[WRITTEN TASK] Copy out the material below in full, but not its images.

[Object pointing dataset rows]
□ □ □ □
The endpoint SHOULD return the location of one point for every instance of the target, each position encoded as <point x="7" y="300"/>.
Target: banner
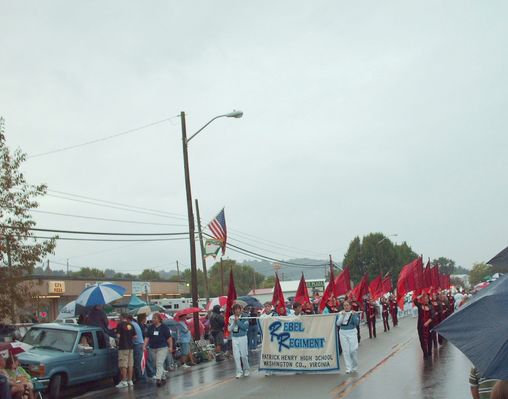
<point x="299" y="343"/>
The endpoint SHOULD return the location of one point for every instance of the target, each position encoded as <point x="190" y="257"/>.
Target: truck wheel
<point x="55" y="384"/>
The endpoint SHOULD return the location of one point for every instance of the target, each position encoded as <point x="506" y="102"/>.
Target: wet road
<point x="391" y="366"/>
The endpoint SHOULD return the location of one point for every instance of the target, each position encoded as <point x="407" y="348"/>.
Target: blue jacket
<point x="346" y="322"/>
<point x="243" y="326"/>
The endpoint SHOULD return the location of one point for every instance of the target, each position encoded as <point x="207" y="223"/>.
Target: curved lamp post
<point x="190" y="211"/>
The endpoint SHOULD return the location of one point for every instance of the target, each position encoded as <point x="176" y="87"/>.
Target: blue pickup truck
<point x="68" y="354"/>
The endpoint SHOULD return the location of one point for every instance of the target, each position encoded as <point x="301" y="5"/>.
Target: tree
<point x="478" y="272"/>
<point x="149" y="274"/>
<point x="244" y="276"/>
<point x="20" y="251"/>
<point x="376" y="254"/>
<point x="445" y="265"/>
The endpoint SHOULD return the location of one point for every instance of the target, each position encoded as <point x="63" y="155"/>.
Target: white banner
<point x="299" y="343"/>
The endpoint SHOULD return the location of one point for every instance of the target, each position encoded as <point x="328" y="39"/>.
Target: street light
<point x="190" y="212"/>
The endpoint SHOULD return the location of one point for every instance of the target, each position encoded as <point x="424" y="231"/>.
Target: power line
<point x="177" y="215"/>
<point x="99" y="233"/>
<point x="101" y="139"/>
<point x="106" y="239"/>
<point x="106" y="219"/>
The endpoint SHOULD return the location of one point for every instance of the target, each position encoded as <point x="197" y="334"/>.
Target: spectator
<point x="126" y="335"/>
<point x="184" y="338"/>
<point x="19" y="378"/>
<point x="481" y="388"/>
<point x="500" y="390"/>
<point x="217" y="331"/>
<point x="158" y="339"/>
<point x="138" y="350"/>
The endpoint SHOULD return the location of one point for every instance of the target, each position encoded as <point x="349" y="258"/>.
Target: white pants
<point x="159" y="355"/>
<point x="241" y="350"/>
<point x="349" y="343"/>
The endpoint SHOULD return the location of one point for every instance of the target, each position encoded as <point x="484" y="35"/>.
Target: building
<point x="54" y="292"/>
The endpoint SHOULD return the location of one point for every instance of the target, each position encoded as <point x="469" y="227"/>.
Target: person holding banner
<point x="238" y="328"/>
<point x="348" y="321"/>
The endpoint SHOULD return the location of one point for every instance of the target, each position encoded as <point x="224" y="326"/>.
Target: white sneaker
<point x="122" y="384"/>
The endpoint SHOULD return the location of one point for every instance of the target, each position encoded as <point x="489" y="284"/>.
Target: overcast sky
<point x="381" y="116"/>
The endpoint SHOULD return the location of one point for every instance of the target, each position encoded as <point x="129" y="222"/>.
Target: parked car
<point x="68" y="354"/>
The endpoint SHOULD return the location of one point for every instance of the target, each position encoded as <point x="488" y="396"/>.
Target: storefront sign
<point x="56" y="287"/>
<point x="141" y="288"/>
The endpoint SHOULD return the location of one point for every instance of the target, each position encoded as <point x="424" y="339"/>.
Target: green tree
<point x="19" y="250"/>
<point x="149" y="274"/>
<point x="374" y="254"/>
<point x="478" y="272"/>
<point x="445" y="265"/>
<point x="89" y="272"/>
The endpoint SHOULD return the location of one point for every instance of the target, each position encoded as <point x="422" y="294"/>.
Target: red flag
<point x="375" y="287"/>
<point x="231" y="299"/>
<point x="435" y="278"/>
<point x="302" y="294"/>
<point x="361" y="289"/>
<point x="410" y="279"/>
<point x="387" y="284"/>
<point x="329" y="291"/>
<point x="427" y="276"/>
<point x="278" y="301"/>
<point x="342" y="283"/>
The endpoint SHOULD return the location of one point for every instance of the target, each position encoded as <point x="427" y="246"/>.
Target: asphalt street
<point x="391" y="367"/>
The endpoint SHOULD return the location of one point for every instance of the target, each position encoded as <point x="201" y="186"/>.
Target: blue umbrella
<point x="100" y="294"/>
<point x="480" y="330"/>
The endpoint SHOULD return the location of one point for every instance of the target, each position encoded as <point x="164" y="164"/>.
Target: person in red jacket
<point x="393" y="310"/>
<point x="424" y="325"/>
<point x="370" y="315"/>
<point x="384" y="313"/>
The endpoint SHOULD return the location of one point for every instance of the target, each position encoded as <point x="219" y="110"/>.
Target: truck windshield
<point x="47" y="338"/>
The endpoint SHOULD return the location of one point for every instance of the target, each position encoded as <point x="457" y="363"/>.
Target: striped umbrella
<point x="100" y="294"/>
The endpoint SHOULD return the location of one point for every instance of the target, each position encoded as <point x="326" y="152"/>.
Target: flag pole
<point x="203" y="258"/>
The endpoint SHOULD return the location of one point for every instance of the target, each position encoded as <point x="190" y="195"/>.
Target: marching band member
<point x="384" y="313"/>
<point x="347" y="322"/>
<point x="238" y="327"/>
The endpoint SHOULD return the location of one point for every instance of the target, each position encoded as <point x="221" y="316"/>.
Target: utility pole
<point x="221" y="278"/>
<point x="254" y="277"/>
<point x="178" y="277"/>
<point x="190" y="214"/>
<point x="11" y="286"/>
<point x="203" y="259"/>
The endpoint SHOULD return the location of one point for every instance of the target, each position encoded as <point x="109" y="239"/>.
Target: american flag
□ □ □ □
[OUTPUT OF THE EXERCISE]
The endpoint SHOULD return the location of one point for every instance of the target, each position encoded as <point x="7" y="300"/>.
Target: banner
<point x="299" y="343"/>
The endpoint SHOULD return the location of one point for every instance of the target, each position encoded as <point x="190" y="257"/>.
Target: truck wheel
<point x="55" y="384"/>
The endpoint SHOULD return the location of one point for every instance of the target, each position encoded as <point x="506" y="102"/>.
Target: wet road
<point x="391" y="366"/>
The endpoint SHOULD return the location of one point for every instance of the target, each position encoded as <point x="407" y="348"/>.
Target: blue jacket
<point x="346" y="322"/>
<point x="243" y="326"/>
The endpoint SHOULD return the location of one point for every instance of the target, each position encoded as <point x="207" y="223"/>.
Target: curved lamp post
<point x="190" y="211"/>
The endpoint SHOULD return the location of one point for every instance of the target, each position encoded as <point x="176" y="87"/>.
Target: blue pickup truck
<point x="68" y="354"/>
The endpoint SHOULD return the location of one point for every instance of the target, each position encoded as <point x="301" y="5"/>.
Target: tree
<point x="478" y="272"/>
<point x="149" y="274"/>
<point x="244" y="276"/>
<point x="20" y="251"/>
<point x="376" y="254"/>
<point x="445" y="265"/>
The endpoint SHOULD return the location of one point for every instance of the target, each position encoded as <point x="63" y="155"/>.
Target: white banner
<point x="299" y="343"/>
The endpoint SHOULD return the location of one point for every instance of the target, each position encoded as <point x="328" y="39"/>.
Target: street light
<point x="190" y="212"/>
The endpoint SHOULD return the location of one point for every instance of the target, each position encoded as <point x="424" y="231"/>.
Target: power line
<point x="177" y="215"/>
<point x="99" y="233"/>
<point x="101" y="139"/>
<point x="106" y="239"/>
<point x="106" y="219"/>
The endpoint SHOULD return the location of one point for every instance of the target, each position encoded as <point x="197" y="334"/>.
Target: spectator
<point x="126" y="335"/>
<point x="184" y="338"/>
<point x="19" y="378"/>
<point x="481" y="388"/>
<point x="500" y="390"/>
<point x="217" y="331"/>
<point x="158" y="339"/>
<point x="138" y="350"/>
The endpoint SHOULD return the location of one point for every instance of the target, each position encoded as <point x="349" y="258"/>.
Target: white pants
<point x="159" y="355"/>
<point x="241" y="350"/>
<point x="349" y="343"/>
The endpoint SHOULD return the location of one point for every instance of the target, each position encoded as <point x="484" y="35"/>.
Target: building
<point x="54" y="292"/>
The endpoint SHOULD return the location of one point for every instance of the target, each position encoded as <point x="469" y="227"/>.
Target: person holding banner
<point x="238" y="328"/>
<point x="348" y="321"/>
The endpoint SHOULD return the location of one point for every instance of the target, each position encoded as <point x="224" y="326"/>.
Target: white sneaker
<point x="122" y="384"/>
The endpoint SHOULD return the location of one point for every instance of the target, each position encoded as <point x="489" y="284"/>.
Target: overcast sky
<point x="381" y="116"/>
The endpoint SHOULD return the location of one point for every instance of the target, each position encoded as <point x="129" y="222"/>.
Target: parked car
<point x="68" y="354"/>
The endpoint SHOULD return the location of one point for every instance of the target, each position encoded as <point x="488" y="396"/>.
Target: storefront sign
<point x="56" y="287"/>
<point x="141" y="288"/>
The endpoint SHOULD return the location of one point for every instance of the target, each position encoded as <point x="424" y="339"/>.
Target: green tree
<point x="19" y="250"/>
<point x="149" y="274"/>
<point x="374" y="254"/>
<point x="478" y="272"/>
<point x="445" y="265"/>
<point x="89" y="272"/>
The endpoint SHOULD return the location of one point for every instance of the target, each position encoded as <point x="422" y="294"/>.
Target: red flag
<point x="375" y="287"/>
<point x="231" y="299"/>
<point x="435" y="278"/>
<point x="302" y="294"/>
<point x="361" y="289"/>
<point x="410" y="279"/>
<point x="387" y="284"/>
<point x="329" y="291"/>
<point x="427" y="276"/>
<point x="278" y="301"/>
<point x="342" y="283"/>
The endpoint SHOULD return the location of one point for every instance of the target, each position encoded as <point x="427" y="246"/>.
Target: asphalt street
<point x="391" y="367"/>
The endpoint SHOULD return the location of one point for every instance of the target, each position encoded as <point x="201" y="186"/>.
Target: blue umbrella
<point x="100" y="294"/>
<point x="480" y="330"/>
The endpoint SHOULD return the location of one point for every instance of the target, each position encoded as <point x="164" y="164"/>.
Target: person in red jacket
<point x="393" y="310"/>
<point x="424" y="325"/>
<point x="370" y="315"/>
<point x="384" y="313"/>
The endpoint SHOULD return the location of one point for every instance of the target, each position encoded as <point x="219" y="110"/>.
Target: truck windshield
<point x="47" y="338"/>
The endpoint SHOULD return the location of one point for every instance of the target, each position encoded as <point x="457" y="363"/>.
Target: striped umbrella
<point x="100" y="294"/>
The endpoint SHOULD return the location of one point for every instance of the target, each position encoded as <point x="326" y="152"/>.
Target: flag pole
<point x="203" y="258"/>
The endpoint SHOULD return the location of one point for every instance of the target, each position encoded as <point x="190" y="195"/>.
Target: marching band member
<point x="384" y="313"/>
<point x="347" y="322"/>
<point x="238" y="327"/>
The endpoint SHOULD return the location of one point for every instance of the target, each position encoded as <point x="221" y="316"/>.
Target: utility pole
<point x="221" y="278"/>
<point x="254" y="277"/>
<point x="178" y="277"/>
<point x="190" y="214"/>
<point x="11" y="286"/>
<point x="203" y="259"/>
The endpoint SHOULD return the location of one point for every instance of the target, each position encoded as <point x="109" y="239"/>.
Target: american flag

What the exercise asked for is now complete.